### AIM
Copy each of the items below word for word, keeping their order and line breaks.

### EXERCISE INPUT
** Start **
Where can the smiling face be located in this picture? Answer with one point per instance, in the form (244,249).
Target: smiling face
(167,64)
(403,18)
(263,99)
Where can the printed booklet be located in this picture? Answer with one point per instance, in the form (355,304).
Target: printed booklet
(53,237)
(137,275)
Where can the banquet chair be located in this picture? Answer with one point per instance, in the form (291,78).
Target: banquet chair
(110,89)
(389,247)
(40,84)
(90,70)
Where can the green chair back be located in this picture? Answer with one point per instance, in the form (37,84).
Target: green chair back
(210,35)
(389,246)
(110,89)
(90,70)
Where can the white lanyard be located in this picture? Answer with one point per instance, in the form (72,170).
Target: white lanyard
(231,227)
** End **
### OUTPUT FOR THIS TASK
Where can the smiling face be located in this picture? Answer with one point per instance, in the form (244,249).
Target: smiling face
(167,64)
(403,18)
(263,99)
Where can the printed booklet be located in this picture? Answer with one point per instance, in the form (355,304).
Target: printed booklet
(53,237)
(137,275)
Where can the banquet chair be located in this picture? Answer with one point per instance, in the form (291,78).
Target: banquet chair
(110,89)
(389,247)
(40,84)
(90,70)
Where can the green chair back be located in this picture? Answer with one point per instance, in the form (37,84).
Target: green chair back
(210,35)
(389,246)
(110,89)
(90,70)
Where can the white lanyard be located in this picture? Answer with one point per instance, in the form (72,170).
Target: white lanyard
(231,227)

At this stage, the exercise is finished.